= TEXT SEGMENT =
- - -
Most people miss the obvious Nordic play
For years, the Nordics sat in the “too expensive, too cold” corner of Europe. That was my read too. Then I tried booking a summer trip the usual way – Rome, Lisbon, the South of France – and ran straight into 38-degree heatwaves and prices that made no sense. Somewhere between the sixth cancelled tab and the seventh angry sigh, I ended up on the Strawberry Hotels booking page and realised I’d been looking in the wrong direction the whole time.

Oslo for the price of Nice. Minus the sweat.
So where did “Strawberry” actually come from?
Here’s the bit most travellers never heard about. In May 2023, a Norwegian chain called Nordic Choice Hotels did something bold and, frankly, strange. It dropped its 25-year-old name overnight and relaunched as Strawberry. Not a merger, not a spin-off – a full rebrand. The owner, billionaire Petter A. Stordalen, basically said the old name no longer fit what the company actually does.
And he had a point. Today, Strawberry isn’t just a hotel chain. It’s 250+ hotels, 120 restaurants, 20 spas, gyms, conference halls, and even Stockholm’s national arena (now called Strawberry Arena). Stordalen calls it “a rebel with a big heart” – which sounds like branding agency copy, but the numbers back it up.
Not a chain. A universe.
120 restaurants. 20 spas. A tie-in with Preferred Hotels that opens 650 more properties worldwide for members. And a loyalty programme running alongside Norwegian Air with 7.5 million joint members in a region of 27 million people.
- - -
= DATASET SECTION =

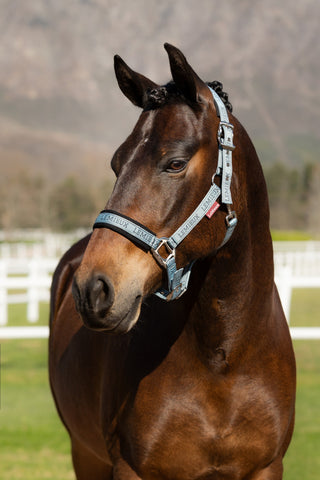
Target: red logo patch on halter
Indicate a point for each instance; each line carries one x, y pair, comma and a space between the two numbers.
212, 210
- - -
= DESCRIPTION OF THE TASK =
Repeat, word for word, the passage of the Strawberry hotels article that begins with the words containing "Here’s the bit" and ends with "chain. A universe.".

= COMPLETED EXERCISE =
Here’s the bit most travellers never heard about. In May 2023, a Norwegian chain called Nordic Choice Hotels did something bold and, frankly, strange. It dropped its 25-year-old name overnight and relaunched as Strawberry. Not a merger, not a spin-off – a full rebrand. The owner, billionaire Petter A. Stordalen, basically said the old name no longer fit what the company actually does.
And he had a point. Today, Strawberry isn’t just a hotel chain. It’s 250+ hotels, 120 restaurants, 20 spas, gyms, conference halls, and even Stockholm’s national arena (now called Strawberry Arena). Stordalen calls it “a rebel with a big heart” – which sounds like branding agency copy, but the numbers back it up.
Not a chain. A universe.